STATED TASK.
Starting with the line that contains "In the picture above, where can the wrinkled", reproduce each line through the end of the listing below, with no other output.

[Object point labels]
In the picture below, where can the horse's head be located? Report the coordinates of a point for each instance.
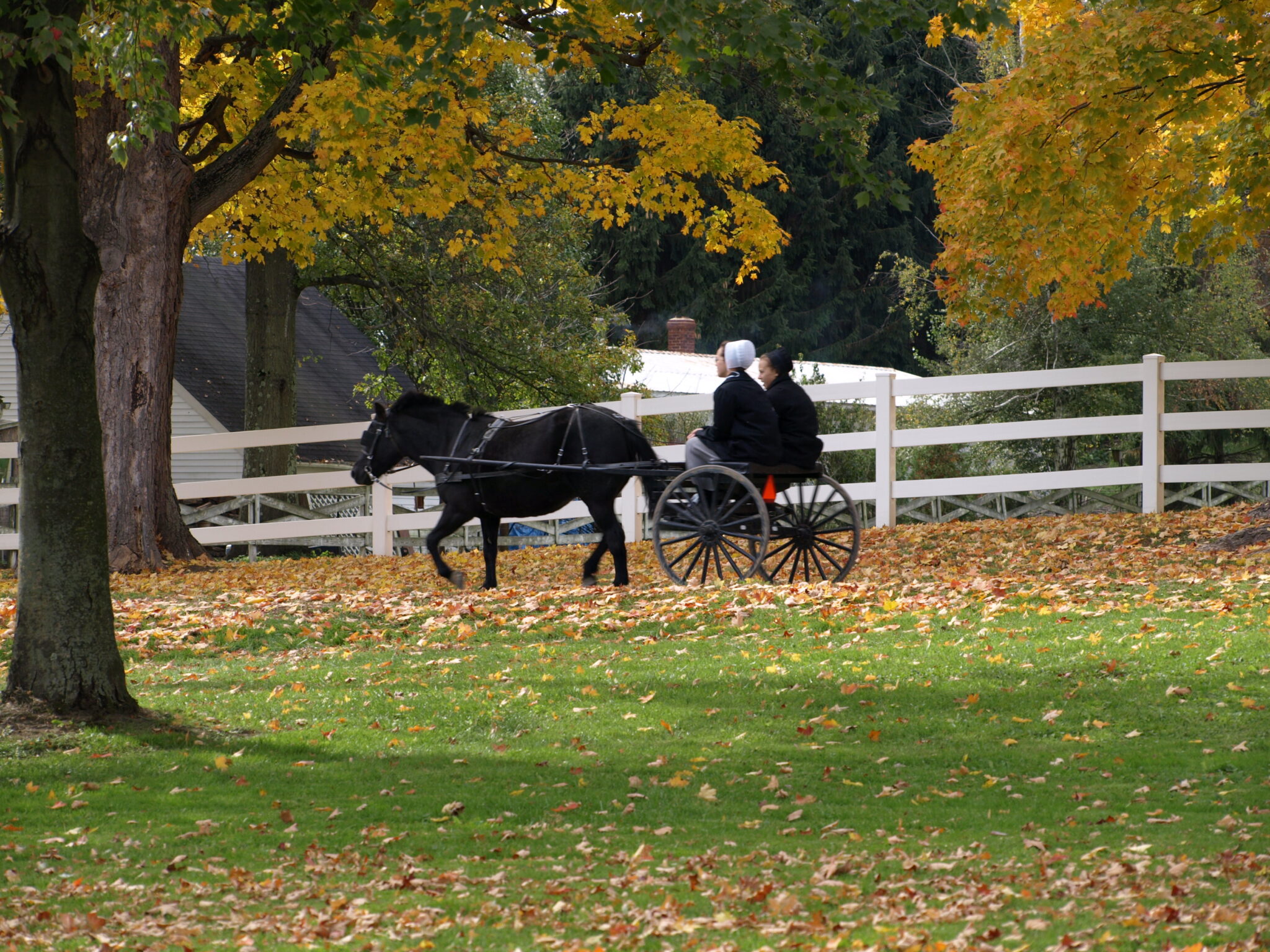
(379, 452)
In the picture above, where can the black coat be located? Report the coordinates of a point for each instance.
(745, 427)
(801, 446)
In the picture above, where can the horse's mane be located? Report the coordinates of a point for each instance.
(420, 405)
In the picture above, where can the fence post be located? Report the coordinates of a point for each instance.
(1152, 433)
(381, 509)
(628, 507)
(884, 469)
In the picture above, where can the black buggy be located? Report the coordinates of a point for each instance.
(737, 521)
(722, 522)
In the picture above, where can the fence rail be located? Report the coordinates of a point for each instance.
(1130, 487)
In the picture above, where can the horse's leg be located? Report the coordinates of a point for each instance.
(489, 547)
(451, 518)
(614, 537)
(592, 565)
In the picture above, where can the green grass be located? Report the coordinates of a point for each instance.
(693, 770)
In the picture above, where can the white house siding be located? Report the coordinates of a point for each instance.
(189, 418)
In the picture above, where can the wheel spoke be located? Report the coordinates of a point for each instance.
(818, 508)
(739, 522)
(793, 550)
(827, 557)
(677, 559)
(815, 555)
(747, 555)
(831, 542)
(739, 499)
(687, 527)
(741, 573)
(687, 573)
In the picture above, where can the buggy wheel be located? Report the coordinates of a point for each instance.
(710, 524)
(815, 534)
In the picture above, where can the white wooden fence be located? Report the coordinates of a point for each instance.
(381, 523)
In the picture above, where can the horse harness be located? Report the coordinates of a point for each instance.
(456, 467)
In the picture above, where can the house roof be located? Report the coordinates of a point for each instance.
(670, 372)
(211, 355)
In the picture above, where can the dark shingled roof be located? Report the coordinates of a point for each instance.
(211, 356)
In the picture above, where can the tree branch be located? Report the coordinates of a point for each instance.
(216, 183)
(214, 116)
(357, 280)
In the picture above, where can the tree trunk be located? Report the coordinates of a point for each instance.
(271, 361)
(64, 649)
(139, 216)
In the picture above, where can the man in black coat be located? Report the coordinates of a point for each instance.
(801, 446)
(745, 427)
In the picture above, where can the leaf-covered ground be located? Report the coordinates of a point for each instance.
(1037, 734)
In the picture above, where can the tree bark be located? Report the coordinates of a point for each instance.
(64, 648)
(271, 361)
(139, 216)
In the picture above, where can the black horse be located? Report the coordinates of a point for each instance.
(424, 428)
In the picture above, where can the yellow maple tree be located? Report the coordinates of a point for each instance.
(1123, 117)
(351, 155)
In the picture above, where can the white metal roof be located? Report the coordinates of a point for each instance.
(671, 372)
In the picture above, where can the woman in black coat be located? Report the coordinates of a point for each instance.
(745, 427)
(801, 446)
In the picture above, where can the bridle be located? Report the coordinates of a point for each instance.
(380, 428)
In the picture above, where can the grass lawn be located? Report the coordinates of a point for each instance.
(1038, 734)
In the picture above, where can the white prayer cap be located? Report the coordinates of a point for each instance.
(738, 355)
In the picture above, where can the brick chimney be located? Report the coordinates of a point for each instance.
(681, 335)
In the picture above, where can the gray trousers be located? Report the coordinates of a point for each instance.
(699, 452)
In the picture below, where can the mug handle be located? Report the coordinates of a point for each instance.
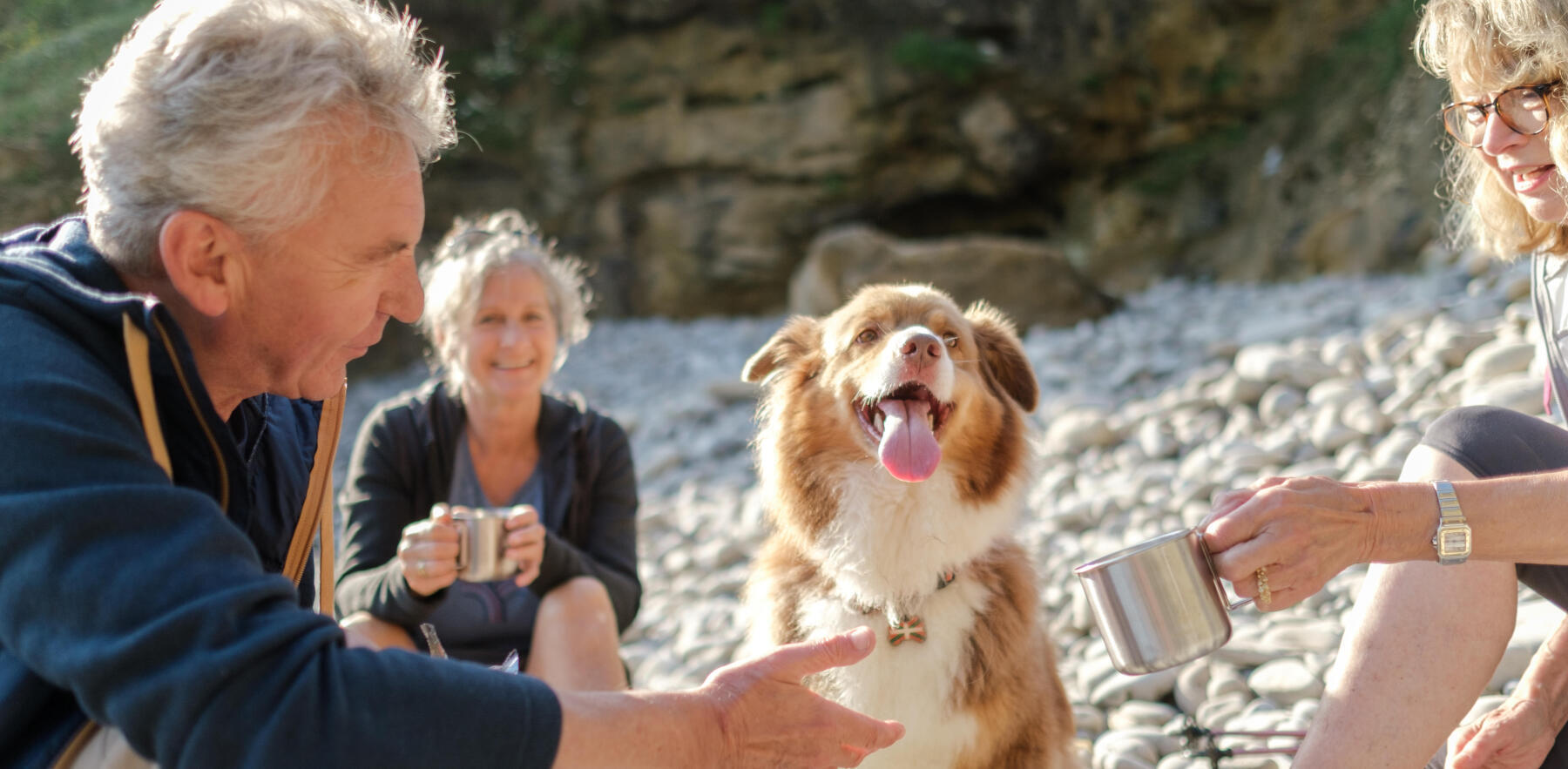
(1219, 584)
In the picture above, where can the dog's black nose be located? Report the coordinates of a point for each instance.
(923, 347)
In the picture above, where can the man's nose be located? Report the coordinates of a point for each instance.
(405, 298)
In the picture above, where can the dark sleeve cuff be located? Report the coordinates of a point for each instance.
(562, 563)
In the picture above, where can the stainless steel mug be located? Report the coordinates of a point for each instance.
(1158, 604)
(482, 539)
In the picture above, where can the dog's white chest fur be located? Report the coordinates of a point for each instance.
(885, 551)
(911, 683)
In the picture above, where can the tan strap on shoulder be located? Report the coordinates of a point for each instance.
(317, 509)
(141, 382)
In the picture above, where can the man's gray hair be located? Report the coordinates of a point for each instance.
(464, 262)
(219, 105)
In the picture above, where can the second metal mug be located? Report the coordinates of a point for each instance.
(1158, 604)
(482, 541)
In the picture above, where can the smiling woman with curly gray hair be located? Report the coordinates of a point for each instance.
(501, 312)
(464, 260)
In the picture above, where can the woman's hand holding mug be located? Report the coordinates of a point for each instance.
(429, 551)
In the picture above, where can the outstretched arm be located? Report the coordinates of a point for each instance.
(747, 714)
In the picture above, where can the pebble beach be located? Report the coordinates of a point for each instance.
(1145, 414)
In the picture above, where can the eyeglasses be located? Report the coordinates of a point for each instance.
(1524, 110)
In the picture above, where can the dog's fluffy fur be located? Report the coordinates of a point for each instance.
(870, 508)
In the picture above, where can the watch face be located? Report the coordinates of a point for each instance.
(1454, 541)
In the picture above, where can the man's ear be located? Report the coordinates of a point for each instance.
(196, 253)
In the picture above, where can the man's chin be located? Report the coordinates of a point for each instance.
(323, 386)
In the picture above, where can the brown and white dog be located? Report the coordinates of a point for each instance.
(894, 459)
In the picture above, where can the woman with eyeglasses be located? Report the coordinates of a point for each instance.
(1482, 503)
(501, 312)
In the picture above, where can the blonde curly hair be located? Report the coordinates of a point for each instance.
(464, 260)
(1487, 46)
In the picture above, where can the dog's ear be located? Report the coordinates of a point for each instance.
(1003, 356)
(797, 341)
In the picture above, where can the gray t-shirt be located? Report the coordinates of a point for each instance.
(485, 621)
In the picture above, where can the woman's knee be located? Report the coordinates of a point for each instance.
(366, 631)
(1489, 441)
(580, 598)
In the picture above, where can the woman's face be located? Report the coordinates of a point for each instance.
(1523, 163)
(510, 347)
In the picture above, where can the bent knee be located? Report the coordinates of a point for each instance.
(580, 597)
(364, 630)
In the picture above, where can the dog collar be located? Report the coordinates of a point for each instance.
(909, 627)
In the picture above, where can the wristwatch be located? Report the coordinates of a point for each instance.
(1452, 536)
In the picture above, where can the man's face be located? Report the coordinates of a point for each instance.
(315, 296)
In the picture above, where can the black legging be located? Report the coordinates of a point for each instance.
(1491, 442)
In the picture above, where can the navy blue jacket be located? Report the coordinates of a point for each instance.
(156, 605)
(402, 466)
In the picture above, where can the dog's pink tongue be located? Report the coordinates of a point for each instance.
(909, 449)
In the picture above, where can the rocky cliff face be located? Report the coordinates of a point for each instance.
(693, 149)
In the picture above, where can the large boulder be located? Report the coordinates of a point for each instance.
(1027, 280)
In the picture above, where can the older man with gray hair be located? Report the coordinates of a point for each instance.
(172, 388)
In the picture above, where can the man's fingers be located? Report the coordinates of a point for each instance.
(795, 661)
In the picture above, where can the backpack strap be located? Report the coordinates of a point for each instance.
(317, 511)
(140, 362)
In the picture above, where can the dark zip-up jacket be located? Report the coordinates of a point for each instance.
(402, 466)
(156, 605)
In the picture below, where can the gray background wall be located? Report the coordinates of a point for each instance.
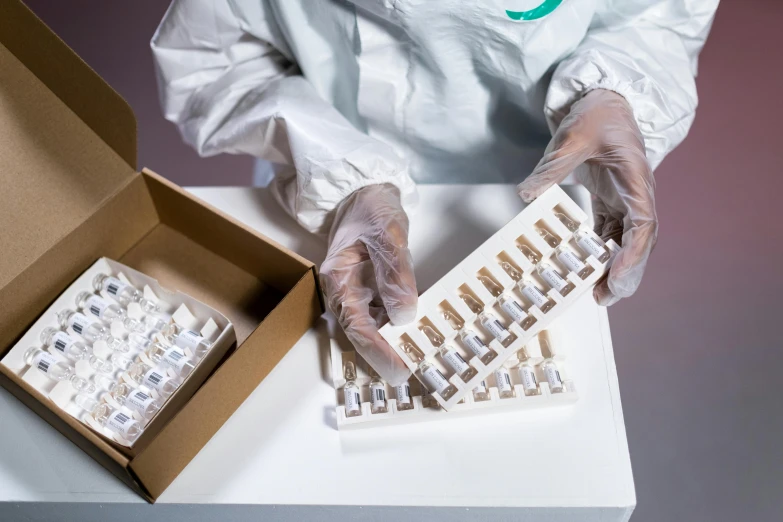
(699, 348)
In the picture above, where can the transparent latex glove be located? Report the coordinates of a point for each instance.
(600, 131)
(368, 274)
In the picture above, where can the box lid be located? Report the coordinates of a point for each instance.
(67, 140)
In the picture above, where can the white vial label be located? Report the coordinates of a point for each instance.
(528, 377)
(475, 345)
(553, 376)
(174, 358)
(554, 279)
(456, 361)
(114, 286)
(503, 380)
(378, 395)
(536, 296)
(120, 423)
(434, 379)
(61, 341)
(352, 400)
(570, 260)
(403, 392)
(513, 309)
(79, 322)
(189, 339)
(494, 327)
(155, 380)
(139, 401)
(590, 245)
(96, 306)
(44, 362)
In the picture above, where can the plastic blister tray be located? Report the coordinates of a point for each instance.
(469, 406)
(486, 261)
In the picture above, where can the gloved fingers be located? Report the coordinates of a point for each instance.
(394, 275)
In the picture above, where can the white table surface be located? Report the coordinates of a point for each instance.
(281, 447)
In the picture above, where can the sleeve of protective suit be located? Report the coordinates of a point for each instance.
(646, 51)
(229, 82)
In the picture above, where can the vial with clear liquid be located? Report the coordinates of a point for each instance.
(403, 395)
(377, 394)
(496, 328)
(548, 237)
(572, 262)
(554, 279)
(474, 343)
(454, 320)
(454, 360)
(432, 376)
(569, 223)
(91, 330)
(514, 310)
(47, 364)
(171, 357)
(491, 286)
(592, 246)
(136, 400)
(153, 378)
(106, 311)
(535, 295)
(531, 255)
(504, 384)
(481, 392)
(123, 293)
(472, 303)
(351, 394)
(116, 420)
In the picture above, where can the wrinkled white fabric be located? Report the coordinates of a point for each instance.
(345, 94)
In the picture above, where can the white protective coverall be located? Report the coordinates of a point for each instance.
(342, 94)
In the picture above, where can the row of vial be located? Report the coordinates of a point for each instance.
(504, 383)
(434, 378)
(164, 346)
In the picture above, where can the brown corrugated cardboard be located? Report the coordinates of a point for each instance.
(71, 195)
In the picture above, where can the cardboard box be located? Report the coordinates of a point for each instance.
(71, 194)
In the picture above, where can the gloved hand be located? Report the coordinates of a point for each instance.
(368, 274)
(600, 130)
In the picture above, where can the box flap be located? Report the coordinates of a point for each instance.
(67, 140)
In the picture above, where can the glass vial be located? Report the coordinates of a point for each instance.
(115, 420)
(569, 223)
(377, 394)
(592, 246)
(514, 310)
(481, 392)
(123, 293)
(47, 364)
(535, 295)
(554, 279)
(403, 395)
(474, 343)
(572, 262)
(496, 328)
(153, 378)
(454, 360)
(548, 237)
(503, 381)
(351, 394)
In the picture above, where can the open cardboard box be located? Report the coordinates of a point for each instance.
(71, 194)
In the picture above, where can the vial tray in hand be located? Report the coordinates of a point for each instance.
(492, 262)
(423, 406)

OUTPUT OF THE EXERCISE.
In the picture above, where can the wrinkled white fabric be located? Report the coordinates of a point for each instance.
(345, 94)
In the picture above, where can the white protective coverall be located? Report the coordinates of a point for each instance.
(342, 94)
In the picture above, where can the row of vial be located? Report the coordinates of a point for each instance.
(504, 383)
(434, 378)
(164, 346)
In the picture above, where can the brown corrugated cardboard be located? Report the coordinates of a point for each instance.
(71, 195)
In the picture above, where can the cardboard box be located? Report the coordinates of a point for each instance.
(71, 194)
In the picture above, where can the gloved hand be located? Report the coordinates of a point for each instance.
(368, 274)
(600, 130)
In the picture above, where can the box flap be located? Report the coordinates of a point for each instance.
(67, 140)
In the picture above, where can the glass vial be located? Report the coordinates of a point for each instance.
(115, 420)
(569, 223)
(377, 394)
(592, 246)
(514, 310)
(481, 392)
(123, 293)
(47, 364)
(535, 295)
(554, 279)
(403, 395)
(474, 343)
(572, 262)
(496, 328)
(153, 378)
(454, 360)
(548, 237)
(503, 381)
(351, 394)
In the picture above, where can the open cardboard box be located? Report the coordinates of a point for each instance.
(71, 194)
In the picture above, where can the vial tray in hand be located? Report the coordinates of a point for each instance.
(492, 262)
(423, 406)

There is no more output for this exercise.